● **WORK TO COMPLETE**
In full and without changes, output the data.

Stored data

____

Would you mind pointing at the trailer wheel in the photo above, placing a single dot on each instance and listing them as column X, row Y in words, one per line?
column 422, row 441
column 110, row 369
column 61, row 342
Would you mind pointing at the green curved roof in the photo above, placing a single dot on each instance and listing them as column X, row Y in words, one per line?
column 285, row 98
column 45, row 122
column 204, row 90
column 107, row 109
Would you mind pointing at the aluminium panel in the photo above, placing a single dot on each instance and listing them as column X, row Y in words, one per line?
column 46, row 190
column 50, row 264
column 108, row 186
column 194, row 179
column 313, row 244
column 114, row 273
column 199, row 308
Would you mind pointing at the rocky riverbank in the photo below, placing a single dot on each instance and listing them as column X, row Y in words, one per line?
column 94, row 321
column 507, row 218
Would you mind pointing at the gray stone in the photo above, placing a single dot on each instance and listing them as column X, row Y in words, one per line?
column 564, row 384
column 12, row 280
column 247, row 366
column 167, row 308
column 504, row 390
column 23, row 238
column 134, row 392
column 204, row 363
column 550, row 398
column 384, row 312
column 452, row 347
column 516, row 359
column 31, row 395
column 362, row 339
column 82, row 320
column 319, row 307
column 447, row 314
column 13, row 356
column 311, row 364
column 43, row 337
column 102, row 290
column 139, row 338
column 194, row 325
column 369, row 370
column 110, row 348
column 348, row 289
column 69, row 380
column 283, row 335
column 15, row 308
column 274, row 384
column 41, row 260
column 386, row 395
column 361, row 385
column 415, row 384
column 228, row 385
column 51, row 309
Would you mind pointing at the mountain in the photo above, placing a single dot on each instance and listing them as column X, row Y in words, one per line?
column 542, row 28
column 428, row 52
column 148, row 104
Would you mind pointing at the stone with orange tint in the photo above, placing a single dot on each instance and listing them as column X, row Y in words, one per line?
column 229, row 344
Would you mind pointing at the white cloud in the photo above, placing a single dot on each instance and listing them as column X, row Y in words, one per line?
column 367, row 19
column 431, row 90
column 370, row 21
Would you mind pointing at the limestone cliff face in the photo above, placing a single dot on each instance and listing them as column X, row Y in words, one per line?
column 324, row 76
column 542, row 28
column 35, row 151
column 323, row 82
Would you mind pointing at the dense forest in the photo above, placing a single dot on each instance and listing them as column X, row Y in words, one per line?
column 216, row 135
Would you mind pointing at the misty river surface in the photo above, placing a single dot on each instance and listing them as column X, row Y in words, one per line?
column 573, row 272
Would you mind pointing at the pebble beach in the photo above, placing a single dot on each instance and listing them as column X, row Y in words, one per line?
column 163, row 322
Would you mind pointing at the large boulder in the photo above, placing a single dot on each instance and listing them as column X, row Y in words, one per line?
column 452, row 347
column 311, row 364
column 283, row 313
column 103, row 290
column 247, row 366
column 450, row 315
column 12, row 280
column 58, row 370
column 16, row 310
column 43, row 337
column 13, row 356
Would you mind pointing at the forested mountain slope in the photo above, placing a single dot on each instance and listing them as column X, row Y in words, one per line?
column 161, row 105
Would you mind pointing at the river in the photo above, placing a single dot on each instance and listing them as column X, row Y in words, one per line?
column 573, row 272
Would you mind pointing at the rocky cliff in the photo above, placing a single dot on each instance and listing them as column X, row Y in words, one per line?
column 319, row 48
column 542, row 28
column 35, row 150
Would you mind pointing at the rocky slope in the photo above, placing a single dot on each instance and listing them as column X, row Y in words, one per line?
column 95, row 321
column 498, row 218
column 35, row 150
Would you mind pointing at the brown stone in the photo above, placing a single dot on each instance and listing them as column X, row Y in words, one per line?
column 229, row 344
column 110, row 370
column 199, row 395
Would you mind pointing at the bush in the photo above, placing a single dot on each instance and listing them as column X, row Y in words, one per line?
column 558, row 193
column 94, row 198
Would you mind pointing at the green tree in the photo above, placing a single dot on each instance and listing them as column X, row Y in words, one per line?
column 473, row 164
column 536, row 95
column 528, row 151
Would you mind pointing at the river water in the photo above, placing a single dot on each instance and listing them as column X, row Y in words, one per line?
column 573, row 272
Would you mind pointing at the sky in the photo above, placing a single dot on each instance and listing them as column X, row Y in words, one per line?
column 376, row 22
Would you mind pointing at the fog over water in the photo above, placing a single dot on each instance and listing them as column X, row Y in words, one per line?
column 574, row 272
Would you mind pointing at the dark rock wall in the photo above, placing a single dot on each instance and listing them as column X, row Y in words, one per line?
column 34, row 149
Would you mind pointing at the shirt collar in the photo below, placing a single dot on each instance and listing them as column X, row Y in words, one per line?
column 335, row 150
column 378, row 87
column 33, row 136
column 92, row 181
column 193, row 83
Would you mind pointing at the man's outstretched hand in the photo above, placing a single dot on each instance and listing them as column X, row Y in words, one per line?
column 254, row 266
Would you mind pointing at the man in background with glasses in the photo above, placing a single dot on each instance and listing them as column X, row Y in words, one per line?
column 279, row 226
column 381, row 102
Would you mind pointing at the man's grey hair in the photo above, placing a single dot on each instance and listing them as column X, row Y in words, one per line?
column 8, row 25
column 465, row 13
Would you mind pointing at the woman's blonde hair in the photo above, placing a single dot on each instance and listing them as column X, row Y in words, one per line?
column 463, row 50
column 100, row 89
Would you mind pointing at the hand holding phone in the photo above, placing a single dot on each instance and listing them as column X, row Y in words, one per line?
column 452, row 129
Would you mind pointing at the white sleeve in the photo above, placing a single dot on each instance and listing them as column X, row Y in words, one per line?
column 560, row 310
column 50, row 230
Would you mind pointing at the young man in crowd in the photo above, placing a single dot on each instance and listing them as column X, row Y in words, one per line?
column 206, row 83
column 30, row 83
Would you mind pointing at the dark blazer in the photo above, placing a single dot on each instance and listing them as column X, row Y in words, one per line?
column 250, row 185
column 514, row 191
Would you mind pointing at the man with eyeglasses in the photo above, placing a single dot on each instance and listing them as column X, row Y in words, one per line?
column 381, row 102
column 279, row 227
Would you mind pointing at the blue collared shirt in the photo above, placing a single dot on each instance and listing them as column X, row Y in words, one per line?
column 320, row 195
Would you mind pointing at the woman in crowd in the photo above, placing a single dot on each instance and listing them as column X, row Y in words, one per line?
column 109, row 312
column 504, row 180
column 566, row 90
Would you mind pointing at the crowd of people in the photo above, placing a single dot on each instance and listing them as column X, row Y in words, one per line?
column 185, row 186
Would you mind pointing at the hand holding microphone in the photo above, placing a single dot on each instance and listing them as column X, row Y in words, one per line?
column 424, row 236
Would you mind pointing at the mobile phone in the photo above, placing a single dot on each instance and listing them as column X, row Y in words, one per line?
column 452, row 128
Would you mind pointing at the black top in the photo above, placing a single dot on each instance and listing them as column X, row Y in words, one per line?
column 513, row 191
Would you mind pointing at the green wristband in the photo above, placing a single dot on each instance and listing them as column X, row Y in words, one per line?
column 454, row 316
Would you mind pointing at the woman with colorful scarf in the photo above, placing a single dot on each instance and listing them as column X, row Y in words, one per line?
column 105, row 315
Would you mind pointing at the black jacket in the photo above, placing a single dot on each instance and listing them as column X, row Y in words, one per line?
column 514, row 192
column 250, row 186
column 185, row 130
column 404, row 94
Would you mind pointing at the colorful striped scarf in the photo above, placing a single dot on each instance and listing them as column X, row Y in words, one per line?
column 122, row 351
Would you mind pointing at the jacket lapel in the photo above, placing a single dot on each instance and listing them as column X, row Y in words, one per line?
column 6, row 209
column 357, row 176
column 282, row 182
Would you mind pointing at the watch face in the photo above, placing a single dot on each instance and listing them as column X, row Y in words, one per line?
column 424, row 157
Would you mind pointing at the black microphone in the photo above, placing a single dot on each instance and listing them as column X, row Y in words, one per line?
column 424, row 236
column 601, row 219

____

● **EXERCISE RESPONSE**
Would you mind pointing at the trailer wheel in the photo above, placing a single dot on each instance and listing them as column X, row Y in words, one per line?
column 422, row 441
column 110, row 369
column 61, row 342
Would you mind pointing at the green curved roof in the photo above, placing a single dot on each instance and listing them as column X, row Y in words, one per line?
column 285, row 98
column 45, row 122
column 204, row 90
column 107, row 109
Would you mind pointing at the aluminium panel in the photo above, placing a single dot on each instance and listing them as column X, row Y in words, one per line?
column 46, row 190
column 50, row 264
column 108, row 186
column 194, row 179
column 313, row 244
column 114, row 273
column 199, row 308
Would you mind pointing at the rocky riverbank in the photo below, placing a single dot on each instance and listing them as column X, row Y in words, one per line?
column 94, row 321
column 507, row 218
Would you mind pointing at the gray stone in the photo above, placing a single dot on each instance and listing them as column X, row Y in words, one per line?
column 564, row 384
column 12, row 280
column 247, row 366
column 167, row 308
column 504, row 390
column 23, row 238
column 134, row 392
column 204, row 363
column 550, row 398
column 384, row 312
column 452, row 347
column 516, row 359
column 31, row 395
column 362, row 339
column 82, row 320
column 319, row 307
column 447, row 314
column 13, row 356
column 311, row 364
column 43, row 337
column 102, row 290
column 139, row 338
column 194, row 325
column 369, row 370
column 110, row 348
column 348, row 289
column 69, row 380
column 283, row 335
column 15, row 308
column 274, row 384
column 41, row 260
column 386, row 395
column 361, row 385
column 415, row 384
column 228, row 385
column 51, row 309
Would you mind pointing at the mountain in the photo above, placing a single dot on each instance and listing them as column X, row Y in words, one per line?
column 542, row 28
column 428, row 52
column 148, row 104
Would you mind pointing at the stone with orange tint in the photo above, placing a single dot on each instance and listing them as column X, row Y in words, one per line?
column 229, row 344
Would you mind pointing at the white cloud in the photo above, placing a single dot on each instance and listing them as column X, row Y in words, one per line?
column 367, row 19
column 431, row 90
column 370, row 21
Would you mind pointing at the limestone cliff face in the photo above, placing a single dot on each instance and listing them as column X, row Y in words, one per line?
column 324, row 76
column 542, row 28
column 35, row 151
column 323, row 82
Would you mind pointing at the dense forest in the photo above, placing a single dot on each instance and listing them as column X, row Y in words, one per line?
column 216, row 135
Would you mind pointing at the misty river surface in the photo above, placing a single dot on each instance and listing them as column X, row Y in words, one per line?
column 573, row 272
Would you mind pointing at the pebble beach in the photo above, placing a single dot on each instance and listing them as column X, row Y in words, one per line?
column 163, row 322
Would you mind pointing at the large boulder in the photo above, placing a single dot on each instance and listing them as column X, row Y in words, one per line?
column 452, row 347
column 311, row 364
column 283, row 313
column 103, row 290
column 247, row 366
column 450, row 315
column 12, row 280
column 58, row 370
column 16, row 310
column 43, row 337
column 13, row 356
Would you mind pointing at the forested mountain slope in the photo above, placing a single dot on each instance and listing them as column X, row Y in words, one per line?
column 161, row 105
Would you mind pointing at the river in the photo above, placing a single dot on each instance and listing them as column X, row Y in words, one per line?
column 573, row 272
Would you mind pointing at the rocky cliff in the photo above, placing a single dot on each instance and listing them as column X, row Y in words, one per line?
column 319, row 48
column 542, row 28
column 35, row 150
Would you mind pointing at the rocky slope in the photo above, placing a single dot on each instance and listing them as column X, row Y in words, one per line?
column 95, row 321
column 498, row 218
column 35, row 150
Would you mind pointing at the brown stone in the photo above, placing a single dot on each instance and listing them as column X, row Y in words, one per line?
column 229, row 344
column 110, row 370
column 199, row 395
Would you mind pointing at the bush in the photo above, placing a single dot on each instance and listing them as column X, row Y in words, one per line?
column 558, row 193
column 94, row 198
Would you mind pointing at the green tree in the photo above, placing a single dot on each instance and listing them as column X, row Y in words, one per line?
column 473, row 164
column 536, row 95
column 528, row 151
Would you mind pointing at the river water in the photo above, placing a single dot on each instance and listing them as column X, row Y in words, one per line?
column 573, row 272
Would you mind pointing at the sky in the photo above, placing a single dot on each instance and listing them as column X, row Y in words, one per line?
column 376, row 22
Would you mind pointing at the fog over water in the photo above, placing a single dot on each instance and listing them as column X, row Y in words, one per line?
column 574, row 272
Would you mind pointing at the dark rock wall in the photo above, placing a single dot on each instance and listing them as column X, row Y in words, one per line?
column 34, row 149
Would you mind pointing at the shirt collar in the photo below, placing a single dot on each instance and listing them as column X, row Y in words, one per line?
column 335, row 150
column 378, row 87
column 33, row 136
column 92, row 181
column 193, row 83
Would you mind pointing at the man's outstretched hand in the photo above, placing a single dot on each instance and listing them as column X, row Y in words, one per line?
column 254, row 266
Would you mind pointing at the man in background with glasses in the photo above, placing a single dot on each instance and listing them as column X, row Y in words, one per line?
column 279, row 226
column 381, row 102
Would you mind pointing at the man's grey hair in the photo above, placing a single dot on each instance and listing them as column X, row Y in words, one per line?
column 8, row 25
column 465, row 13
Would you mind pointing at the woman's blonde hair in the photo above, placing a single dot on each instance and listing them as column X, row Y in words, one per line?
column 463, row 50
column 100, row 89
Would you mind pointing at the hand holding phone in the photo above, placing a single dot on each instance and listing them as column X, row Y in words, one per line?
column 452, row 129
Would you mind pointing at the white sleeve in the photo above, placing a single dot on each instance and listing them as column X, row Y in words, one per line?
column 560, row 310
column 50, row 230
Would you mind pointing at the young man in crowd in the photo above, placing a single dot on each instance and listing them as column X, row Y in words, one per line?
column 206, row 83
column 30, row 83
Would you mind pointing at the dark blazer in the photo above, placing a single dot on each instance and listing them as column X, row Y in words, one per line?
column 250, row 185
column 514, row 191
Would you mind pointing at the man with eyeglasses in the photo above, placing a single dot on each instance and listing them as column X, row Y in words, one per line?
column 381, row 102
column 279, row 227
Would you mind pointing at the blue collared shirt in the photo above, placing a single dot on each instance and listing them as column X, row Y in words, one per line?
column 320, row 195
Would you mind pointing at the woman in crowd in the photo above, placing a single dot on each instance and listing them as column X, row Y in words, one per line?
column 109, row 312
column 504, row 180
column 566, row 90
Would you mind pointing at the crowd of people in the photo above, placing a single dot on each instance and listing them as column X, row Y in words, one per line?
column 185, row 186
Would you mind pointing at the hand holding microphone in the photo above, placing a single dot on each instance and listing them as column X, row Y in words, one per line?
column 424, row 236
Would you mind pointing at the mobile phone in the photo above, placing a single dot on each instance and listing them as column X, row Y in words, one per line?
column 452, row 128
Would you mind pointing at the black top in the photo above, placing a single dot on each instance and listing them as column X, row Y in words, one per line?
column 513, row 191
Would you mind pointing at the green wristband in the photo above, placing a single dot on each instance and listing them as column X, row Y in words, one per line?
column 454, row 316
Would you mind pointing at the woman with colorful scarf in the photo above, placing a single dot on each instance and listing them as column X, row Y in words, one per line?
column 105, row 315
Would you mind pointing at the black jacket in the photo above, placing a single dot on each instance and listing them as column X, row Y in words, one per line?
column 514, row 192
column 250, row 186
column 185, row 130
column 404, row 94
Would you mind pointing at the colorful striped scarf in the photo above, placing a single dot on each instance and listing them as column X, row Y in words, one per line?
column 122, row 351
Would you mind pointing at the jacket lapel in the photo above, placing a single dot on each instance and listing them as column X, row Y in words, one per line?
column 6, row 209
column 357, row 176
column 282, row 182
Would you mind pointing at the watch face in the photo above, placing a single dot on each instance and listing them as column X, row Y in words, one per line?
column 424, row 157
Would you mind pointing at the black microphone in the photo above, placing a single dot on each instance and listing them as column X, row Y in words, one per line?
column 424, row 236
column 601, row 219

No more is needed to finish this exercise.